§ **Records to use**:
# # #
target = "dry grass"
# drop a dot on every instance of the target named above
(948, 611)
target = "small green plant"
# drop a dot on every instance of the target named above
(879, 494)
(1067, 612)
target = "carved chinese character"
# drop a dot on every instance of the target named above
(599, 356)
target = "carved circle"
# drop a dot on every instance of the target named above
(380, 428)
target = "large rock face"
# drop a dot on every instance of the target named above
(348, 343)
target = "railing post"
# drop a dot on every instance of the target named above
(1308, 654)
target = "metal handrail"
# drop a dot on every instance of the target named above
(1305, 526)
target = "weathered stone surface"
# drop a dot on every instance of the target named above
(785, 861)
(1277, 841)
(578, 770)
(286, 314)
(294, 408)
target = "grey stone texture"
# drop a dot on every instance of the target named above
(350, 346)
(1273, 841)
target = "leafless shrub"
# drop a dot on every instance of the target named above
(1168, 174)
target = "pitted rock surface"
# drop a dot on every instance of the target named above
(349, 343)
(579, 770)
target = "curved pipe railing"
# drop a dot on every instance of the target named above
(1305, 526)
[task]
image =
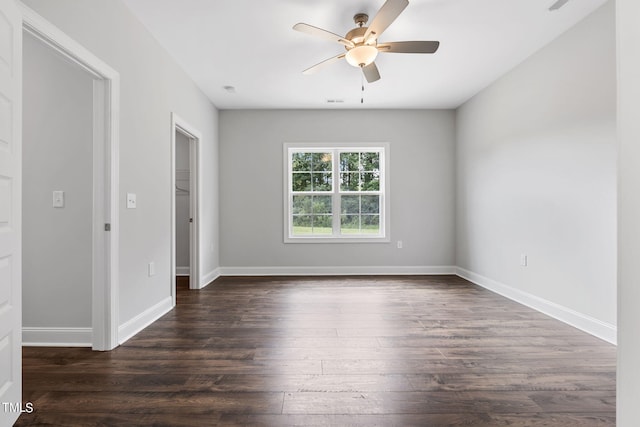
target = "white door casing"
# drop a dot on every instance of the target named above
(195, 137)
(10, 212)
(106, 101)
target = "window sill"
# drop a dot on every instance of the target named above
(341, 240)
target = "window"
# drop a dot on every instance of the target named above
(336, 192)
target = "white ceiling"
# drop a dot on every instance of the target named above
(250, 45)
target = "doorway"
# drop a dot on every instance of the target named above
(100, 199)
(185, 215)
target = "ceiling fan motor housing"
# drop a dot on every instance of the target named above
(362, 54)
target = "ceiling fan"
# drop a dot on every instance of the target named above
(361, 43)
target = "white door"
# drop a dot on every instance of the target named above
(10, 212)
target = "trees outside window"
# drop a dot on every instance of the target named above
(335, 192)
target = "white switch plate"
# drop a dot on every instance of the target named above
(131, 200)
(58, 199)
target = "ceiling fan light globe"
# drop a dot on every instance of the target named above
(361, 56)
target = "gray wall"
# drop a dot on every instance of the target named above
(421, 177)
(536, 173)
(57, 155)
(152, 86)
(628, 393)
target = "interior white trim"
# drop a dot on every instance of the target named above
(56, 337)
(595, 327)
(106, 174)
(178, 124)
(211, 276)
(336, 271)
(144, 319)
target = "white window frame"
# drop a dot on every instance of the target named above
(336, 237)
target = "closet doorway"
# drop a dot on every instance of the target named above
(185, 206)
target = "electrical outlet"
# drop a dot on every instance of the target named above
(131, 201)
(58, 199)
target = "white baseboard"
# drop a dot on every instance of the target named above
(57, 337)
(595, 327)
(210, 277)
(336, 271)
(144, 319)
(183, 271)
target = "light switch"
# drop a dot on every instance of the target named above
(131, 200)
(58, 199)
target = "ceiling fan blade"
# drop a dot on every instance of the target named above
(385, 17)
(409, 47)
(371, 72)
(319, 32)
(324, 63)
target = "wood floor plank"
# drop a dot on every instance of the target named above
(326, 351)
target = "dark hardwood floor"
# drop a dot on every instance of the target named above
(344, 351)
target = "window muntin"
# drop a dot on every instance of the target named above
(321, 207)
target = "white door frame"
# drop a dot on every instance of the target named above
(195, 137)
(106, 102)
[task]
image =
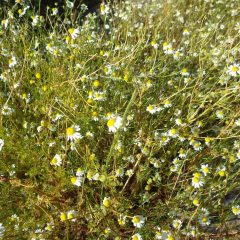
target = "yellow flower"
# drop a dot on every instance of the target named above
(111, 122)
(63, 216)
(196, 202)
(38, 75)
(70, 131)
(96, 83)
(71, 30)
(106, 202)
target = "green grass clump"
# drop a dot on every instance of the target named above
(123, 126)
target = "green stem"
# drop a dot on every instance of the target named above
(117, 134)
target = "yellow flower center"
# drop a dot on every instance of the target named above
(71, 30)
(235, 210)
(96, 83)
(136, 220)
(150, 107)
(206, 170)
(70, 131)
(221, 173)
(38, 75)
(235, 69)
(197, 175)
(63, 217)
(173, 131)
(54, 161)
(170, 237)
(111, 122)
(73, 180)
(196, 202)
(196, 180)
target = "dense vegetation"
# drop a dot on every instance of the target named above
(125, 126)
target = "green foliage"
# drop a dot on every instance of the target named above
(124, 127)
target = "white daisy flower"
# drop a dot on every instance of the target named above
(77, 181)
(114, 123)
(197, 180)
(1, 144)
(152, 109)
(106, 202)
(184, 72)
(138, 221)
(173, 133)
(236, 210)
(73, 32)
(73, 133)
(179, 122)
(79, 172)
(119, 172)
(220, 114)
(234, 70)
(71, 214)
(186, 32)
(182, 153)
(167, 48)
(56, 161)
(177, 224)
(12, 62)
(167, 104)
(205, 169)
(7, 110)
(204, 220)
(137, 236)
(237, 122)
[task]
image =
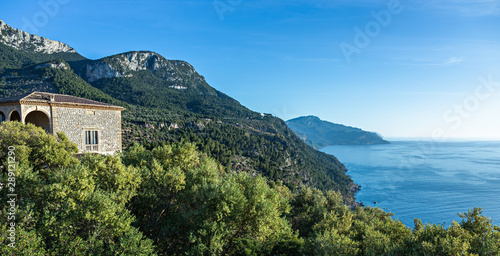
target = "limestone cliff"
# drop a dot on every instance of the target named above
(125, 64)
(25, 41)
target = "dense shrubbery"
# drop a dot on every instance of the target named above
(236, 134)
(174, 200)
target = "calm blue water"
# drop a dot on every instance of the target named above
(432, 181)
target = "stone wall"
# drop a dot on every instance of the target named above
(75, 121)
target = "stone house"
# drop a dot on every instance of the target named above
(94, 126)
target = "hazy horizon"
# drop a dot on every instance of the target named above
(399, 68)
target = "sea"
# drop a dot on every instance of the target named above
(429, 180)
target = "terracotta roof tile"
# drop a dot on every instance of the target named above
(56, 98)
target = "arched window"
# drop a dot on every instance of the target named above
(14, 116)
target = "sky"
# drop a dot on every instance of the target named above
(408, 68)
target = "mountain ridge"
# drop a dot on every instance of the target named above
(168, 101)
(319, 134)
(22, 40)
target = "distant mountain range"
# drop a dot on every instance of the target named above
(318, 133)
(168, 101)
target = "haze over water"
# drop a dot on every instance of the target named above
(432, 181)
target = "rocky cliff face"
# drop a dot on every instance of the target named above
(123, 65)
(31, 43)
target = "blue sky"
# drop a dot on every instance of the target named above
(419, 68)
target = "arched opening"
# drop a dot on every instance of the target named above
(39, 119)
(14, 116)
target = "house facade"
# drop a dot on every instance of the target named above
(94, 126)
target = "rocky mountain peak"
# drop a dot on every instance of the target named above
(25, 41)
(124, 64)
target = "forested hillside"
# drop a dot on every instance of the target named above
(174, 200)
(168, 101)
(318, 133)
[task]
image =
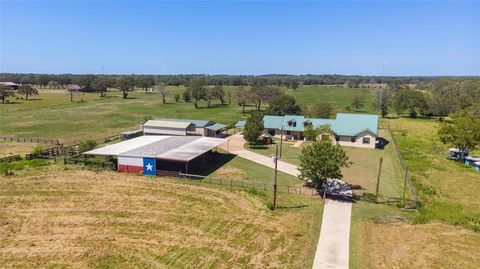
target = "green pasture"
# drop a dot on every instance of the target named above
(52, 115)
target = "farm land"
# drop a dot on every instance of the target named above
(447, 222)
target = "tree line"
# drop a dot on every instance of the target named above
(290, 81)
(438, 98)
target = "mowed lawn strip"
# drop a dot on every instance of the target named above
(403, 245)
(364, 169)
(55, 216)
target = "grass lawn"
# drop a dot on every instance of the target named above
(52, 115)
(448, 190)
(8, 148)
(61, 216)
(432, 245)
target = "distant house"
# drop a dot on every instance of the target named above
(359, 130)
(12, 85)
(168, 126)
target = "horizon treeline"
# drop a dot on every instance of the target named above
(291, 81)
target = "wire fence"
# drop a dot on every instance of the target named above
(252, 184)
(30, 140)
(404, 166)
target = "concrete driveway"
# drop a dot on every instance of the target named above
(235, 145)
(333, 245)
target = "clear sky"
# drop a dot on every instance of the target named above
(410, 38)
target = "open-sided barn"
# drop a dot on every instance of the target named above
(148, 154)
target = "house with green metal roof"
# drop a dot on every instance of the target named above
(359, 130)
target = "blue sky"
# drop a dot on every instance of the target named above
(411, 38)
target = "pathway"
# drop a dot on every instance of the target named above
(235, 146)
(333, 244)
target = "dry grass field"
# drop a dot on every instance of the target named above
(60, 216)
(403, 245)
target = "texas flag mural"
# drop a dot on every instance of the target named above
(149, 166)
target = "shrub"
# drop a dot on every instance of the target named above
(38, 150)
(86, 145)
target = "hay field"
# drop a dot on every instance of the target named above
(403, 245)
(8, 148)
(60, 216)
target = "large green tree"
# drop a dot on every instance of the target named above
(101, 84)
(322, 160)
(126, 84)
(5, 91)
(283, 105)
(253, 128)
(27, 90)
(464, 130)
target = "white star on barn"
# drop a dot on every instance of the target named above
(149, 167)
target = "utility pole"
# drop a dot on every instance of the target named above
(378, 179)
(281, 142)
(405, 185)
(275, 161)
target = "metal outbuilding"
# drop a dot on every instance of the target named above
(159, 127)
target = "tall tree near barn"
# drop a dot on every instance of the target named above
(27, 90)
(322, 160)
(126, 84)
(253, 128)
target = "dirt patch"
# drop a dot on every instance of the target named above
(76, 218)
(231, 173)
(17, 148)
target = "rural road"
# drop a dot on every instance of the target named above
(333, 244)
(235, 146)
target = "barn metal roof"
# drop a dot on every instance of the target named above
(167, 124)
(179, 148)
(116, 149)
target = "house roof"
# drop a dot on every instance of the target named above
(344, 124)
(216, 127)
(8, 83)
(353, 124)
(167, 124)
(198, 123)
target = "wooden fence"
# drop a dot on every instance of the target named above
(404, 166)
(11, 158)
(252, 184)
(30, 140)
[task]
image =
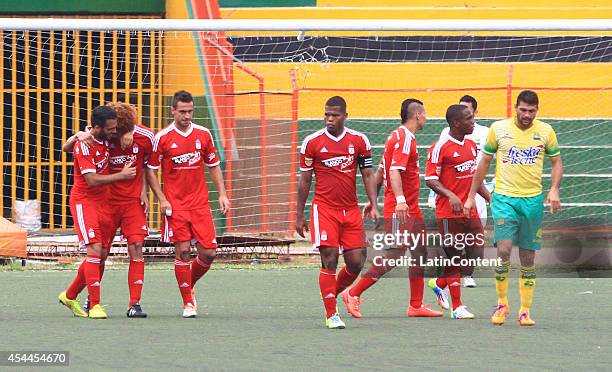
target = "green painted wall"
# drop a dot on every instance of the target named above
(265, 3)
(83, 6)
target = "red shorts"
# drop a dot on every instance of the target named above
(464, 232)
(87, 217)
(196, 224)
(413, 225)
(130, 217)
(331, 227)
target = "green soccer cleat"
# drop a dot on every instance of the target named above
(97, 312)
(73, 305)
(334, 322)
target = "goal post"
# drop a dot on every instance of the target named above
(271, 79)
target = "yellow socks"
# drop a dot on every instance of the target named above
(526, 287)
(501, 282)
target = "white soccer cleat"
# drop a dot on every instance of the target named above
(189, 311)
(334, 322)
(469, 282)
(441, 294)
(461, 312)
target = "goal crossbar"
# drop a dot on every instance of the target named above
(58, 24)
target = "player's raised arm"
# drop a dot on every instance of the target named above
(83, 136)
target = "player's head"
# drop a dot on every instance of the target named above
(413, 110)
(470, 102)
(335, 115)
(460, 118)
(126, 116)
(104, 122)
(182, 108)
(526, 107)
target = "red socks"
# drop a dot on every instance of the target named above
(327, 283)
(183, 278)
(367, 280)
(417, 282)
(344, 279)
(78, 284)
(135, 280)
(92, 278)
(198, 269)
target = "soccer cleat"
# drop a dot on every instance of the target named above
# # #
§ **Goal**: Which lines of the entries above contain the word "socks", with case counting? Report each of them in full.

§ **Answer to this exercise**:
target = "yellow socks"
target = "red socks"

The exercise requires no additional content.